**Exercise:**
Please print, word for word, every line from the one that contains "red belt, locate" through the last line of the records, and nothing else.

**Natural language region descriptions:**
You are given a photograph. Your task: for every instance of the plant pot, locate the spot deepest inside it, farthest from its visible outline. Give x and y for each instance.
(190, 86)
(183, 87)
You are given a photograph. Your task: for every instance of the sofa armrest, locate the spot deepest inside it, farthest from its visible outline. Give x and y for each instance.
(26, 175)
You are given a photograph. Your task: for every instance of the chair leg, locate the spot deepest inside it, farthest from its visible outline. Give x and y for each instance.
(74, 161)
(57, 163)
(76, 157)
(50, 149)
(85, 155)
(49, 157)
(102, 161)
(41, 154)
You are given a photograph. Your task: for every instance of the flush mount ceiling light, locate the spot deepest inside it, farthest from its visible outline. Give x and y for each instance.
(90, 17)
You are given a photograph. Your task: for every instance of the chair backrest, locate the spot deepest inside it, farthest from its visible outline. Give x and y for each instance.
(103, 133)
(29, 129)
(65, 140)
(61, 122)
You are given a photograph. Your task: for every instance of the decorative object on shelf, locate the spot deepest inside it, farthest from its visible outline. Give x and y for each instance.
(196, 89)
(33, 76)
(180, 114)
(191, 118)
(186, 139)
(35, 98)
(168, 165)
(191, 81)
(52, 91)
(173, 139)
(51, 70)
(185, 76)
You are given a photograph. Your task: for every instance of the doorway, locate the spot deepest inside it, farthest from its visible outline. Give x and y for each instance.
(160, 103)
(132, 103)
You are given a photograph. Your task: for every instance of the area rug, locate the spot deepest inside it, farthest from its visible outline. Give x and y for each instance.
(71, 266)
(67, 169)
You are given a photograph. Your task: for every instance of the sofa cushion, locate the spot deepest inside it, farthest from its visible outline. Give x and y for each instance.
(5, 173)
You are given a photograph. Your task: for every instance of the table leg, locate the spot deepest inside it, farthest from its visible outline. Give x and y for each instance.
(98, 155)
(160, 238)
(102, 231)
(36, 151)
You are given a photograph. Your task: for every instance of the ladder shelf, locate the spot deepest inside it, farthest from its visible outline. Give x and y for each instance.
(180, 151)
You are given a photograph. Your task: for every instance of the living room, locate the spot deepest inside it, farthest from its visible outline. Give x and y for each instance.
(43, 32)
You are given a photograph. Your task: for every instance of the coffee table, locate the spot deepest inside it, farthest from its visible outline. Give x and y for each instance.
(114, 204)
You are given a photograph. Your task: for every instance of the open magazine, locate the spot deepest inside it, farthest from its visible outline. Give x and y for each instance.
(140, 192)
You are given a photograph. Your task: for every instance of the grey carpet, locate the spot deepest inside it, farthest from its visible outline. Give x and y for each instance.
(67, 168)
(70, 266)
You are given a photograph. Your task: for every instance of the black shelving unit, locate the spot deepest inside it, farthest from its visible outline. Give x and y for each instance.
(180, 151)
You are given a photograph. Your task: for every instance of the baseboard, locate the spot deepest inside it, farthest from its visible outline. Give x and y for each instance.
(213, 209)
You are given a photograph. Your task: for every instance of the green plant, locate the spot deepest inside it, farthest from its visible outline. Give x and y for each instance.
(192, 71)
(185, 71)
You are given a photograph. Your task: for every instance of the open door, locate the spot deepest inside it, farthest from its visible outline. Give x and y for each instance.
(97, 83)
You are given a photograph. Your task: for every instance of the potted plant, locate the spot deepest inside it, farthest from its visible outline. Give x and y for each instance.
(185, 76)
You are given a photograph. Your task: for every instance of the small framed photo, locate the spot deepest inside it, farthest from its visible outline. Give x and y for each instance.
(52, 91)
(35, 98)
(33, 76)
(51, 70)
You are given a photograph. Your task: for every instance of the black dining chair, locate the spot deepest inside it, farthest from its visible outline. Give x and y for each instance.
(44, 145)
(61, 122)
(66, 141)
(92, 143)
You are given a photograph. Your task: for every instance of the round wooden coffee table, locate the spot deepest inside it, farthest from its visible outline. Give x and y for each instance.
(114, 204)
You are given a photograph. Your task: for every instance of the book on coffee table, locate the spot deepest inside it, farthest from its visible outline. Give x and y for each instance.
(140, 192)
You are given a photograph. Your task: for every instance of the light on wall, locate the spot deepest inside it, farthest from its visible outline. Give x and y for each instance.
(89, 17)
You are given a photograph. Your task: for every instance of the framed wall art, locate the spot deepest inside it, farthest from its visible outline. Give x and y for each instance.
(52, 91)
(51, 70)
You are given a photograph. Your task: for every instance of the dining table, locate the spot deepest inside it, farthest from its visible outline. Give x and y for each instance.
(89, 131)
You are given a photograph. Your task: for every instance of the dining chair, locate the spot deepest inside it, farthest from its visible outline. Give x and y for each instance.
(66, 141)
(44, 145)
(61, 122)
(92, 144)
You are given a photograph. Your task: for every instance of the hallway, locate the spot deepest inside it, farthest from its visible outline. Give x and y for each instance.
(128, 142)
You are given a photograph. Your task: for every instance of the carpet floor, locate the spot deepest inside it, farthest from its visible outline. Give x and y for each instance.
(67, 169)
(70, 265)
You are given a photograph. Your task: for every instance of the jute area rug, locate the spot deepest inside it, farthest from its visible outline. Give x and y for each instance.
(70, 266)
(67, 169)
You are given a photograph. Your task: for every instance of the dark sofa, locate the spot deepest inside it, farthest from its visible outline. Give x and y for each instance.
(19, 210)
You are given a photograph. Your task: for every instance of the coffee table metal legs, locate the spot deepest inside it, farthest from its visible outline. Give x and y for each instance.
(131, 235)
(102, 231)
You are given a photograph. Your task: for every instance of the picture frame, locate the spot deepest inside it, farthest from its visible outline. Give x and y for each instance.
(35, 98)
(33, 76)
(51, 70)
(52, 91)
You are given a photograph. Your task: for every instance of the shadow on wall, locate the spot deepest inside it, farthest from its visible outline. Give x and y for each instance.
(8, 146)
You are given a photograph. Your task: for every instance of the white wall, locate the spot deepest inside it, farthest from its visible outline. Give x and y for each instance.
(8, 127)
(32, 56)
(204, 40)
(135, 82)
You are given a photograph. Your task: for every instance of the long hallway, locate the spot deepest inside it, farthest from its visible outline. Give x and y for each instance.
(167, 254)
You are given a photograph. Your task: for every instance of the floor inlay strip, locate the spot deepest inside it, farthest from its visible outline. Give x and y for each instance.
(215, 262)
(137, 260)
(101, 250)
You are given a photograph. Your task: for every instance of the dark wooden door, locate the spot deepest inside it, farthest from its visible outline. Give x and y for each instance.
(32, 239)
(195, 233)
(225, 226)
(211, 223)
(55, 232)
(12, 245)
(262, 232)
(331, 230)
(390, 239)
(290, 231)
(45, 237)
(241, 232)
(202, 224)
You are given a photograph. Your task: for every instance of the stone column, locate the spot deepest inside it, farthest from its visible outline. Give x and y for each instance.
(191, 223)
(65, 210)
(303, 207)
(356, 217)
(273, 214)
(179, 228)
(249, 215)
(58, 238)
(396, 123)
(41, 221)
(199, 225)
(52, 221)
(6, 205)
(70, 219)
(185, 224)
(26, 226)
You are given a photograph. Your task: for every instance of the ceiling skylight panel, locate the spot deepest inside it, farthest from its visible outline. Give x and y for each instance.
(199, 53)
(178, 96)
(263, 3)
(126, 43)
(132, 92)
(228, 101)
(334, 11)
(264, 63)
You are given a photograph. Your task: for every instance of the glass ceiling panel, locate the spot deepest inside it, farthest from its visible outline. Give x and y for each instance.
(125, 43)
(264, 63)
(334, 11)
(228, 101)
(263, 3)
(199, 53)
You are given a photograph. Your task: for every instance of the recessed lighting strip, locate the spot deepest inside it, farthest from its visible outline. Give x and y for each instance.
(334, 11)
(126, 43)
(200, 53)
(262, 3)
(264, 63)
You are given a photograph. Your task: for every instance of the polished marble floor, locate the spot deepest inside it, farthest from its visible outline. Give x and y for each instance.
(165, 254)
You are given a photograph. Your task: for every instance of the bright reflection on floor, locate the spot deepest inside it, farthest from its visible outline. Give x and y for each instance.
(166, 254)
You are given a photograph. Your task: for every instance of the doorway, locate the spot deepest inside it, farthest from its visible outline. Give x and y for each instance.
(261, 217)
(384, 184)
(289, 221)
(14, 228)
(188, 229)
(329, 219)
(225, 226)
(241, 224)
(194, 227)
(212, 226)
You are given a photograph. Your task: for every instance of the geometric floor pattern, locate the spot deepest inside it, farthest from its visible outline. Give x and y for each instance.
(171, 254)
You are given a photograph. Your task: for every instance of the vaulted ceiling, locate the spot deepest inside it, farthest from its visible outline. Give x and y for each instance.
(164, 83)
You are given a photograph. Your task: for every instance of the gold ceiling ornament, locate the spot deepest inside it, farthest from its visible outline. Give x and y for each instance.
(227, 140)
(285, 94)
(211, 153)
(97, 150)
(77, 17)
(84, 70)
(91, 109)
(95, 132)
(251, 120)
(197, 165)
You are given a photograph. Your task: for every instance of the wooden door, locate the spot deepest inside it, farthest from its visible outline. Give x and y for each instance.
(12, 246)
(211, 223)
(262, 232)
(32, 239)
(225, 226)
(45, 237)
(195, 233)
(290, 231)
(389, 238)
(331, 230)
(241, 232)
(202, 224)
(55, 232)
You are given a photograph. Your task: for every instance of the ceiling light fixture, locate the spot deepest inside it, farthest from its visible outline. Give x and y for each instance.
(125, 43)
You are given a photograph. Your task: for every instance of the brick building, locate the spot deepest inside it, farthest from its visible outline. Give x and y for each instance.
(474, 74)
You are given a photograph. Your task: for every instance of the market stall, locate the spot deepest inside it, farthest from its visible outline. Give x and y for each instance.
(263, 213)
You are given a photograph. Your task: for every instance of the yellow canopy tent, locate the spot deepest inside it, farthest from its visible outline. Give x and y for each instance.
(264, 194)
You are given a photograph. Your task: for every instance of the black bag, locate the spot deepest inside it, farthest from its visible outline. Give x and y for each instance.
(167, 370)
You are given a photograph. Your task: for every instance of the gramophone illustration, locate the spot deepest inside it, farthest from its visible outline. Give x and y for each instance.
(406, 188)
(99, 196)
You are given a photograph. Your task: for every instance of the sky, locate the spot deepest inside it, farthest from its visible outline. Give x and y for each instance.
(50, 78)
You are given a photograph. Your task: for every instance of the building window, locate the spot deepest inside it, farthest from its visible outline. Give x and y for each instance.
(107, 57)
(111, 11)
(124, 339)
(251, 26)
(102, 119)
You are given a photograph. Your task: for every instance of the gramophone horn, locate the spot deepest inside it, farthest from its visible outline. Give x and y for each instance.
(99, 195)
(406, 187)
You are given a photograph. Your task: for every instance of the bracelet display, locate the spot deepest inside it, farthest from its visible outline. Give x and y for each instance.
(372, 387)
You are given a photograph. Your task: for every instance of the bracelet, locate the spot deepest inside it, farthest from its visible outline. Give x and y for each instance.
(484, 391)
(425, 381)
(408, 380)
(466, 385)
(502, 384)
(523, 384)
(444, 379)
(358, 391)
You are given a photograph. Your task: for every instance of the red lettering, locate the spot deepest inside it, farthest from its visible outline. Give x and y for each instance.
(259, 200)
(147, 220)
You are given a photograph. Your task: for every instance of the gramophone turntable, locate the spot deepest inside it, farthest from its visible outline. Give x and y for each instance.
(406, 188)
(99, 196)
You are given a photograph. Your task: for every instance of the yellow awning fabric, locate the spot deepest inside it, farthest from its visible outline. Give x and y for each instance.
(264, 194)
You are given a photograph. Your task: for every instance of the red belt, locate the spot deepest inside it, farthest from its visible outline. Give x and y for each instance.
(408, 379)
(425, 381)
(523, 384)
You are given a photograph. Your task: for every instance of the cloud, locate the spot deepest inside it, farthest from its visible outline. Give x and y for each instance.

**Answer:**
You are given a photograph. Your task: for every instance of the red belt, locate the spot deepest inside it, farthest from its visible outline. Give x and y for each instance.
(408, 379)
(425, 381)
(523, 384)
You are given a photograph. Your task: for every instance of the cloud, locate the spot deepest inside it, farthest from its visible outline. Give x and y for each instance.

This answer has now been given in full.